**Exercise description**
Pull out each line of the rows below that contains the string "outstretched". Matching is case-sensitive.

** Start Task data **

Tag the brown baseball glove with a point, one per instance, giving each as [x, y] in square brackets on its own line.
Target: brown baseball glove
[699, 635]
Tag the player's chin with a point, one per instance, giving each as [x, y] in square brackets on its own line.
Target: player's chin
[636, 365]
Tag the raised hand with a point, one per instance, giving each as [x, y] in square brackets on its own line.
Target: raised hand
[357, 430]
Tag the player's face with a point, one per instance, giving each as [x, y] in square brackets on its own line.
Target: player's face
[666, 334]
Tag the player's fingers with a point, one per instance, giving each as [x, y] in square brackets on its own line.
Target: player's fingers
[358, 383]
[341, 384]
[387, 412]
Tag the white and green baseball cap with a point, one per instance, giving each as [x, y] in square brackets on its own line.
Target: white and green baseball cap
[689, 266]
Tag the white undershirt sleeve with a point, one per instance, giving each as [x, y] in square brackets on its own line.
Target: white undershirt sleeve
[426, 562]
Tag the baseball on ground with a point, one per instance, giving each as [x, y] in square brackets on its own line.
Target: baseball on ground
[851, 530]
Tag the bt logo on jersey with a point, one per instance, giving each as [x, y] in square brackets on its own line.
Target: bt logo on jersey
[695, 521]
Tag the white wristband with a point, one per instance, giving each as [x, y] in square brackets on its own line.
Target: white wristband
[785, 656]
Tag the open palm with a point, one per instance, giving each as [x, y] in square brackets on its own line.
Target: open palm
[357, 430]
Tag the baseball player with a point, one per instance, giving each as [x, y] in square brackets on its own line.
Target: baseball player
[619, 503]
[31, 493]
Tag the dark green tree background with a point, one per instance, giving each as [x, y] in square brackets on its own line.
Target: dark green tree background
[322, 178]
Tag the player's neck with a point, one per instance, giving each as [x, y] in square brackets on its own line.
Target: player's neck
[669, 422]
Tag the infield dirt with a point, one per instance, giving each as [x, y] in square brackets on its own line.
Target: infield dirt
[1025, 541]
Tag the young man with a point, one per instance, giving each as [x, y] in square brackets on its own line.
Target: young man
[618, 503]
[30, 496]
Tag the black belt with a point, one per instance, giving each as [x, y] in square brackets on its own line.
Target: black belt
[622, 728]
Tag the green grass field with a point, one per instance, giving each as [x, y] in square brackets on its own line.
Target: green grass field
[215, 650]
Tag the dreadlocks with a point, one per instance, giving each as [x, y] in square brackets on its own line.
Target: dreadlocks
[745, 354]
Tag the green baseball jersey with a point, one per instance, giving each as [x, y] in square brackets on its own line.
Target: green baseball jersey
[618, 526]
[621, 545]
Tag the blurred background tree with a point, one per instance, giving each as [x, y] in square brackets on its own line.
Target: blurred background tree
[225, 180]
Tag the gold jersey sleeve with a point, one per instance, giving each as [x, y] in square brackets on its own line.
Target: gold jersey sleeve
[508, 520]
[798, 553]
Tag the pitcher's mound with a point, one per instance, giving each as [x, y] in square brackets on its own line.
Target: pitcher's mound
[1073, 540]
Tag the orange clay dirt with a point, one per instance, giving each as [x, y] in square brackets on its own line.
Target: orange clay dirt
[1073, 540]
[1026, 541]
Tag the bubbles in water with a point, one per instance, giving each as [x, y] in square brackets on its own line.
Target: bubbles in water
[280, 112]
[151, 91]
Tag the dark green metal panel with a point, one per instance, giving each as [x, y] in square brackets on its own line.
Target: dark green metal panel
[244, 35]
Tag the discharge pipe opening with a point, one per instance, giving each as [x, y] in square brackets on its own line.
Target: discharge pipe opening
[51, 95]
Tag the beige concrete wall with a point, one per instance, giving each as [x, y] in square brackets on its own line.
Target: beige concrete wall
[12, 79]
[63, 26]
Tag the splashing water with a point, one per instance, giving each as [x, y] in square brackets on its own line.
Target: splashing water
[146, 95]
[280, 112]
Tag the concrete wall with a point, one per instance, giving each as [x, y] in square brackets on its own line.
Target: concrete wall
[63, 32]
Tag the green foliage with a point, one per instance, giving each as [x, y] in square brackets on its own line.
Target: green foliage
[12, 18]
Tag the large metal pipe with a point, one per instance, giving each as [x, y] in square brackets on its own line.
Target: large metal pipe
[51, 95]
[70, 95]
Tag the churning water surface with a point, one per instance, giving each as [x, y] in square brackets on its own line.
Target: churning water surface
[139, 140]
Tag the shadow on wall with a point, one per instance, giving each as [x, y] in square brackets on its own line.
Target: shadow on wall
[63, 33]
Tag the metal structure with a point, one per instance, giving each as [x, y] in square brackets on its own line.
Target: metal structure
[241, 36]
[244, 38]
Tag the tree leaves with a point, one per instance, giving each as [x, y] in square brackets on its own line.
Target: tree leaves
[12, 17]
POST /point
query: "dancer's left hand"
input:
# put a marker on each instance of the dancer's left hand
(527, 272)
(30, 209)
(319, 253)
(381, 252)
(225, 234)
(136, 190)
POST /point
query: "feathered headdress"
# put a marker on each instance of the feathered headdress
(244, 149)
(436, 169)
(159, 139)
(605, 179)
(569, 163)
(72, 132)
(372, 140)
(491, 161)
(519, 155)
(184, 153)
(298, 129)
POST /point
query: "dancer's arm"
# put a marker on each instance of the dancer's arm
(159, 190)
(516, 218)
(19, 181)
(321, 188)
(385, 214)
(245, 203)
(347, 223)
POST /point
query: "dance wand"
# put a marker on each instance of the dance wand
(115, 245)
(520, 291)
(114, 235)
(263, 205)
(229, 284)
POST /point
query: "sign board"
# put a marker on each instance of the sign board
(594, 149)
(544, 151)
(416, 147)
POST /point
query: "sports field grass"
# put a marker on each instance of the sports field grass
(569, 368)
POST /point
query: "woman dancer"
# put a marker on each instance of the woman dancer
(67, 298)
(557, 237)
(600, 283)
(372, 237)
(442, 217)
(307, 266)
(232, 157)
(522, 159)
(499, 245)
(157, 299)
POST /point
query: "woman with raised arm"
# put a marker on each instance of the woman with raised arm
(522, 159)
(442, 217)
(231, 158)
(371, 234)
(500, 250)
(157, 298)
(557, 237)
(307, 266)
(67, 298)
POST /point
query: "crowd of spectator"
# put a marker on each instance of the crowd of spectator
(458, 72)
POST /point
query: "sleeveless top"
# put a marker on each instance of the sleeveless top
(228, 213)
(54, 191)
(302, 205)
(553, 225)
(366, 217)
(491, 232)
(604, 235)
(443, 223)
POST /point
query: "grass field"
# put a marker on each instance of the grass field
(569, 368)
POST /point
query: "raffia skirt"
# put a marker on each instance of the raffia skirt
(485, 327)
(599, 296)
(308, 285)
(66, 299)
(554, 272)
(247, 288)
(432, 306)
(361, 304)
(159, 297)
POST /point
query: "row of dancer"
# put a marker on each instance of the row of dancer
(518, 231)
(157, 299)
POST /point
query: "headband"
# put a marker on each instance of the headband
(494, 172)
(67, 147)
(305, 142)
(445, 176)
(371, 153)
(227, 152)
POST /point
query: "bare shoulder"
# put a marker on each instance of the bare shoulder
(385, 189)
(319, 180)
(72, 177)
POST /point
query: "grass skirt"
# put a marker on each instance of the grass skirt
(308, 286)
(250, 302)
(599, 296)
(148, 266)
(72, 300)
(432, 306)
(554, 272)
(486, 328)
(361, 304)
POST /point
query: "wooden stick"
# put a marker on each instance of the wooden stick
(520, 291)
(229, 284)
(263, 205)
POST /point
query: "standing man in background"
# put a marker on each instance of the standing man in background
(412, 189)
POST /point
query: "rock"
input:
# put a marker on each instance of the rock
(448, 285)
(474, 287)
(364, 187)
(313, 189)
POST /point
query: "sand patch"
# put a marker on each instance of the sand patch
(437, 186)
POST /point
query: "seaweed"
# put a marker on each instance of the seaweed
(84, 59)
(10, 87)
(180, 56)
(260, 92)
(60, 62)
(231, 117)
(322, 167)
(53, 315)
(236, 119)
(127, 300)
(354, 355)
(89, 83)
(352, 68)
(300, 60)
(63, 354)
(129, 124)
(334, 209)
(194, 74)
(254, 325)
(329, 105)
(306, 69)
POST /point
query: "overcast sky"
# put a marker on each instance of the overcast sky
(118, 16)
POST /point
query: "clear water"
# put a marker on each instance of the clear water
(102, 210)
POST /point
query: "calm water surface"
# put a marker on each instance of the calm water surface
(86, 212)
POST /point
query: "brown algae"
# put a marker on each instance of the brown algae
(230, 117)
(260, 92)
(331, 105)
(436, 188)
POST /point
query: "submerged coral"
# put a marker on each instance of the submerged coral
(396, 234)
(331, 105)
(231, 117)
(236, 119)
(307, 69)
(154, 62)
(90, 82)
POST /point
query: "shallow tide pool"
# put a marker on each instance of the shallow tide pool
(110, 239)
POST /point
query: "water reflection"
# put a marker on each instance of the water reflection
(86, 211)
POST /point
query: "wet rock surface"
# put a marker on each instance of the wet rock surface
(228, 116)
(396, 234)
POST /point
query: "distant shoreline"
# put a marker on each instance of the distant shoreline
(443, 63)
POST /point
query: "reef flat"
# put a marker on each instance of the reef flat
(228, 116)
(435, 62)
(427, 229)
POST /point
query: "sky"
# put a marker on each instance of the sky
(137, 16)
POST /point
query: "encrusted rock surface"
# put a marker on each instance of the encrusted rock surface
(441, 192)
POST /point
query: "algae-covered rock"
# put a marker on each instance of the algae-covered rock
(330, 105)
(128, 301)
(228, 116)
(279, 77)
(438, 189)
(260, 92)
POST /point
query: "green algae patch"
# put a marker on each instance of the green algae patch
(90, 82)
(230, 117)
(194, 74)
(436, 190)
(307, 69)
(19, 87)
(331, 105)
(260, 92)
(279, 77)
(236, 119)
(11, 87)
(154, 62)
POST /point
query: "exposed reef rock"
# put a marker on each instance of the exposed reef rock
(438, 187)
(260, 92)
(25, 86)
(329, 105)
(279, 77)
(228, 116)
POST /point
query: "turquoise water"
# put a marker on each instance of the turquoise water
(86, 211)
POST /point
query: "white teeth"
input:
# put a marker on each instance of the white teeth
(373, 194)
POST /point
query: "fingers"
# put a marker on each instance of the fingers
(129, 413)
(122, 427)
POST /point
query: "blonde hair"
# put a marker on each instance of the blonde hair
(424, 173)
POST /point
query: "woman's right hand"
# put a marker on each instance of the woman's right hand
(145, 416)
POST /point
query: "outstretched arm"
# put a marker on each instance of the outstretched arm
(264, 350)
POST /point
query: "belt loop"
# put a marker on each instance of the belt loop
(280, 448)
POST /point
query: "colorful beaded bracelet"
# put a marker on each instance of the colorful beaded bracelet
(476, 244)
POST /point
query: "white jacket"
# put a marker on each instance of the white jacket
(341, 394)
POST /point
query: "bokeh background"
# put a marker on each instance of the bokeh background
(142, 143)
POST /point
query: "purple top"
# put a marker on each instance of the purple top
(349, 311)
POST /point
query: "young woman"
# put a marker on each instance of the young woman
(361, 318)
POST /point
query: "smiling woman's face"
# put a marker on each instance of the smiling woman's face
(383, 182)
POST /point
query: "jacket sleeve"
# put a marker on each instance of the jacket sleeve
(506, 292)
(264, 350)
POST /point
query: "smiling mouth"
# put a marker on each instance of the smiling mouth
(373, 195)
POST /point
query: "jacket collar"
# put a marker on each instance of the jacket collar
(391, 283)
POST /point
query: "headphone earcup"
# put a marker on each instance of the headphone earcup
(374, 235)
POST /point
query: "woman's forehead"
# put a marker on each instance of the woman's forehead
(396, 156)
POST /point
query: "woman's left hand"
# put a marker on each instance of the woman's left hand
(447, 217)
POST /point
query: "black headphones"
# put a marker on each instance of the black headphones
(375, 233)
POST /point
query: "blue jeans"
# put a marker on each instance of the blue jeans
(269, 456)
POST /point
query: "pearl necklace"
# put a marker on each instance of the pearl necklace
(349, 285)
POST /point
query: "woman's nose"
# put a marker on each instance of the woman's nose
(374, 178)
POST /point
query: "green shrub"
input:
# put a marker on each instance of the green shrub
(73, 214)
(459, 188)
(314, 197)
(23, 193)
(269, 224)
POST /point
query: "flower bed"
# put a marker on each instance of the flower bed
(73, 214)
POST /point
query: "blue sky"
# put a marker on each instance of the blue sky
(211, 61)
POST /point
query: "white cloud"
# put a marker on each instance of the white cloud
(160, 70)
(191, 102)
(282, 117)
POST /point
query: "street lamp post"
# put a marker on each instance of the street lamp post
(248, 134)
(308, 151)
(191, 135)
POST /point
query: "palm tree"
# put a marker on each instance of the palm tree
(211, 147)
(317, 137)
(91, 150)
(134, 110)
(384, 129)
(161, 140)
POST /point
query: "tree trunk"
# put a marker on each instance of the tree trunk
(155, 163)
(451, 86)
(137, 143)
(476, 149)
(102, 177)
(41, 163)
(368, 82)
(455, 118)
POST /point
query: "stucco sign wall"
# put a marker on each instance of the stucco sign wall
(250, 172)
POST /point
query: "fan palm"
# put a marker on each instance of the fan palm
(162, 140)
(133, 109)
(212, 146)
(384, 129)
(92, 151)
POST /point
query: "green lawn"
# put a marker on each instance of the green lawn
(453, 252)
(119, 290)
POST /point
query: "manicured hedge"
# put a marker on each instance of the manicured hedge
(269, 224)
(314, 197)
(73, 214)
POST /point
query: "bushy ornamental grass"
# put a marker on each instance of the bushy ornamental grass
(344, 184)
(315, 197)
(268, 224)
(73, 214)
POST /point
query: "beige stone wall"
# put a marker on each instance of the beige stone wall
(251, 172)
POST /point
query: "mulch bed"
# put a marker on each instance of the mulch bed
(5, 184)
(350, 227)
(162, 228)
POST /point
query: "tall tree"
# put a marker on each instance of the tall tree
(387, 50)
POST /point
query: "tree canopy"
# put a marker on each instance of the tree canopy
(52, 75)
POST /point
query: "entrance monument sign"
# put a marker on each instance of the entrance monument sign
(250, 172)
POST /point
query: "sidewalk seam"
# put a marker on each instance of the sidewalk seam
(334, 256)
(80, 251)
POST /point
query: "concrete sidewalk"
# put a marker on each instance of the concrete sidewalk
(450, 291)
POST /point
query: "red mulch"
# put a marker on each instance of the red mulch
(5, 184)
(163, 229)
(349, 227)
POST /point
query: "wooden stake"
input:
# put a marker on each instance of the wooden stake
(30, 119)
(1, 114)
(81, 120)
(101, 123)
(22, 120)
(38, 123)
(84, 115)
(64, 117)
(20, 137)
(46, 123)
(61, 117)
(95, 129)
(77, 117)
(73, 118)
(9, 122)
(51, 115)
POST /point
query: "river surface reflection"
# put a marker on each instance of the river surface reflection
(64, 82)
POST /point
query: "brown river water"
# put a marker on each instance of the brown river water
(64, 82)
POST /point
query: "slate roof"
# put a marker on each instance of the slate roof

** End Task data **

**Written response**
query: "outstretched arm"
# put a marker on each instance of the outstretched arm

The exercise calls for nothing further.